TASK TO COMPLETE >>
Start with the line containing "Can you see the wooden" and write out each line through the end of the listing, exactly as given.

Rows from a pointing dataset:
* * * *

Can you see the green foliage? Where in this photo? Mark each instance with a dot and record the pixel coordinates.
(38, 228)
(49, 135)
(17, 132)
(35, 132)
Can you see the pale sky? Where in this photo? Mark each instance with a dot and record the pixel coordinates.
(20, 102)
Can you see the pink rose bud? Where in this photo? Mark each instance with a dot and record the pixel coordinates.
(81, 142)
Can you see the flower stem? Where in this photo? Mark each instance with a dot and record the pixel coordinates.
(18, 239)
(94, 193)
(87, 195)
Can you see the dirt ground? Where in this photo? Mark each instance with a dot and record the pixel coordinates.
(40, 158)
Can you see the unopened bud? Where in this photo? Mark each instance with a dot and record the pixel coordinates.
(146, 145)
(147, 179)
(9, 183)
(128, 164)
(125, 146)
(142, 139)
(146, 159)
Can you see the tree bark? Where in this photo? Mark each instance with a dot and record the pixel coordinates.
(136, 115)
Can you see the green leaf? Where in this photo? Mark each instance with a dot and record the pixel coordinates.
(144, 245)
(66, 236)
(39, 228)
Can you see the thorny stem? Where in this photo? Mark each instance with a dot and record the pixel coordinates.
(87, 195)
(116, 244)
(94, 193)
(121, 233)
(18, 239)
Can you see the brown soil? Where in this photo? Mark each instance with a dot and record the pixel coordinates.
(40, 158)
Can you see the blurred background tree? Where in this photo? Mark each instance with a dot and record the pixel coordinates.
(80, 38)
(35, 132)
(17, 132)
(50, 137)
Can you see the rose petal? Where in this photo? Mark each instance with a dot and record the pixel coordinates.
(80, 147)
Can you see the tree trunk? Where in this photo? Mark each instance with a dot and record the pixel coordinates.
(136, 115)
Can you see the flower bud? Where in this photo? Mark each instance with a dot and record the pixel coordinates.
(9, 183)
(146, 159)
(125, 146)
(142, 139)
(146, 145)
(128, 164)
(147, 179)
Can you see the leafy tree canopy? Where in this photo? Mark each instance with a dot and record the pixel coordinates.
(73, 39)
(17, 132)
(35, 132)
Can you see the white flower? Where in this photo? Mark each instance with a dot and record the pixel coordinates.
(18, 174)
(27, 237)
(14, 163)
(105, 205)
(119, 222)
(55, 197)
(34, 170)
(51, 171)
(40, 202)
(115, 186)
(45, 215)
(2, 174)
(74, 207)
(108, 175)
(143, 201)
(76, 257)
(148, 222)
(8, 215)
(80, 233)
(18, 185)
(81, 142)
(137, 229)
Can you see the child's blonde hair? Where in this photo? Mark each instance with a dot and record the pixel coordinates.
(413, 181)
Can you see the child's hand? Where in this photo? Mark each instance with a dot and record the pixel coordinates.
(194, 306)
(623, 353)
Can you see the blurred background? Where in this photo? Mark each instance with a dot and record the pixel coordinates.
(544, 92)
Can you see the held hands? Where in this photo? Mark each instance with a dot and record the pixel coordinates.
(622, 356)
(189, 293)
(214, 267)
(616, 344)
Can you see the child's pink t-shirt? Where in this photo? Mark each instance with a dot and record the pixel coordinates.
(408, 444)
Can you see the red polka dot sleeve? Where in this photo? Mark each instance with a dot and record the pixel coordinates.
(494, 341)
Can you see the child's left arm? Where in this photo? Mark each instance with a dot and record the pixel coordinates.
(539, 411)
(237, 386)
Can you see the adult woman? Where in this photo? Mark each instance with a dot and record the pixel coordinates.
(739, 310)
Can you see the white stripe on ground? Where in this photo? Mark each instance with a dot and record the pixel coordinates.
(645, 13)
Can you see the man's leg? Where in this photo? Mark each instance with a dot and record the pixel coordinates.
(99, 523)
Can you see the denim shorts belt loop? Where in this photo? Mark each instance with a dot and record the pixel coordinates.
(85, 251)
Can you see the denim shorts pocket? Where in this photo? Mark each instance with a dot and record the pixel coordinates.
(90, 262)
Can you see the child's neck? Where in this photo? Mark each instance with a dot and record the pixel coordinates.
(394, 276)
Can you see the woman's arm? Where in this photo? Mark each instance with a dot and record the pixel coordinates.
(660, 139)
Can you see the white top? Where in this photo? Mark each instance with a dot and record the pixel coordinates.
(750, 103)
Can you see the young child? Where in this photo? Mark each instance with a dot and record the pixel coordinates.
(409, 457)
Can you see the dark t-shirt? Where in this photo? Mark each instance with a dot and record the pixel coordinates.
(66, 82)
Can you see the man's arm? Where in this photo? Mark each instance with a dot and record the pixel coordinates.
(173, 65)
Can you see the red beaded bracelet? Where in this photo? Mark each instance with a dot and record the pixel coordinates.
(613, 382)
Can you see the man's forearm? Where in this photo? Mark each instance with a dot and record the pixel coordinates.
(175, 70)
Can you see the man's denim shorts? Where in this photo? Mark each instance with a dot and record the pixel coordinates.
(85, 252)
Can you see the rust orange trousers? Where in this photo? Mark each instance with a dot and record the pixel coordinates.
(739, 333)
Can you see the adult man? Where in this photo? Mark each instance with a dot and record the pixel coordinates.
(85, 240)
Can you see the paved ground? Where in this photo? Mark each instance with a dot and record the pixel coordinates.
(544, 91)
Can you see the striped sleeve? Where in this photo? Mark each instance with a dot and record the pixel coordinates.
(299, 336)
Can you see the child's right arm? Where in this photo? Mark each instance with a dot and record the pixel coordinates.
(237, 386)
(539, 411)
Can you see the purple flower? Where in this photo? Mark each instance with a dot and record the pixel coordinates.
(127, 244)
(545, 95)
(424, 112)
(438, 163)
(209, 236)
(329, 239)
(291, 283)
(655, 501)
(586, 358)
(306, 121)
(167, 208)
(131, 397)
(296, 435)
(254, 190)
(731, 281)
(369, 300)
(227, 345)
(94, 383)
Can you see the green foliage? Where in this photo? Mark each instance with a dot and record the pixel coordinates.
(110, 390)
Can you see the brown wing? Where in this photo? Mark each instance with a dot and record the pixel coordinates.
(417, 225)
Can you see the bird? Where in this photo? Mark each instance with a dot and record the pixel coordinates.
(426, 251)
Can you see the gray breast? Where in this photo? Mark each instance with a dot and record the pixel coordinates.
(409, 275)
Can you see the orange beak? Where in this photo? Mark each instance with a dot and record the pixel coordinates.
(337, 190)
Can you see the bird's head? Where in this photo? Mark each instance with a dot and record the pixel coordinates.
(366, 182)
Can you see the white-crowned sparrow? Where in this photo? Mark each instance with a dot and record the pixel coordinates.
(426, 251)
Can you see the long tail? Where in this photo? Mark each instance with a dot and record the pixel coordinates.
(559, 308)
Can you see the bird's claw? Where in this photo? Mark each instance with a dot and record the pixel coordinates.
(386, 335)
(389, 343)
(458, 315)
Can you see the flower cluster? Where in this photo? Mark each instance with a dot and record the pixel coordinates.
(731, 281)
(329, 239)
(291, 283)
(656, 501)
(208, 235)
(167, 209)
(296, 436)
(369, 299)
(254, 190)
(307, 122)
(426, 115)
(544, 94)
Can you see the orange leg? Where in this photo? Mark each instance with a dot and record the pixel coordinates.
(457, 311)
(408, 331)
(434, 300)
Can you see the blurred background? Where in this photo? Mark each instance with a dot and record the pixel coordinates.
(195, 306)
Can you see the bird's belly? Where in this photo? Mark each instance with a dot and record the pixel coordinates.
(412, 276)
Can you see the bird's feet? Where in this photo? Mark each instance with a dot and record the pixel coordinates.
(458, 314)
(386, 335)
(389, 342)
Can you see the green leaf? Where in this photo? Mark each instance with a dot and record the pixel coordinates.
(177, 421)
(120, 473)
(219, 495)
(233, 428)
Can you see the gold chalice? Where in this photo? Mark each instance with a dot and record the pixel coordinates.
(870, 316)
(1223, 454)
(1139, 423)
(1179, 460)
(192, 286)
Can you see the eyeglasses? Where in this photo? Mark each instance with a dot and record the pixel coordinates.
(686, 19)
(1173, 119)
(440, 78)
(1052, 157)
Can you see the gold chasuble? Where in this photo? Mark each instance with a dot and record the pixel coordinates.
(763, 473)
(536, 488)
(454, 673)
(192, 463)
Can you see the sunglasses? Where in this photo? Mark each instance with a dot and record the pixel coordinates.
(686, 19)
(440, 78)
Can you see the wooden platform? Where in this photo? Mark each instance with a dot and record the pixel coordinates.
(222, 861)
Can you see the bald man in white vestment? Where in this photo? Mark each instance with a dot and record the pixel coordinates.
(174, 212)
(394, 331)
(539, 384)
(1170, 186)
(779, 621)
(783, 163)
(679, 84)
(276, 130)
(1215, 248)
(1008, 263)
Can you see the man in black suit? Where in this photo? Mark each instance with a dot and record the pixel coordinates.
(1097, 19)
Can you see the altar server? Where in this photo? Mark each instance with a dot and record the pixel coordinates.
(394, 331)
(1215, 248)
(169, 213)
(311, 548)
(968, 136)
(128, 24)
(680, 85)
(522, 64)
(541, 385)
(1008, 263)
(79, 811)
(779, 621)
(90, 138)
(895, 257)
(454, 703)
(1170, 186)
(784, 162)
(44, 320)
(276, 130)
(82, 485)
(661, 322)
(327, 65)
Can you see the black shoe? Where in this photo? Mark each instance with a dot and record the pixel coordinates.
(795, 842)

* * * *

OUTPUT OF THE TASK >>
Can you see the wooden platform? Where in this photo? Mark each instance with a dot and record the pixel coordinates.
(222, 861)
Can you see the bald man in white vestment? Where in this photo? Mark each instance with a dot and record the pixel coordinates.
(174, 212)
(394, 331)
(539, 384)
(1170, 186)
(779, 621)
(783, 163)
(679, 84)
(276, 130)
(1215, 248)
(1008, 263)
Can you see the man in black suit? Where in this photo? Mark each instance with a dot and record the pixel coordinates.
(1097, 19)
Can you see the altar server? Where in this photo? Mark each instance with a dot and record the pixel coordinates.
(394, 331)
(1215, 248)
(169, 213)
(311, 548)
(968, 136)
(128, 24)
(680, 85)
(522, 64)
(541, 385)
(1008, 263)
(79, 811)
(779, 621)
(90, 138)
(895, 257)
(454, 703)
(1170, 186)
(784, 162)
(44, 320)
(276, 130)
(82, 485)
(661, 322)
(327, 65)
Can you see the black shoe? Where in this photo? Mark each instance with a dot and record the pixel coordinates.
(795, 842)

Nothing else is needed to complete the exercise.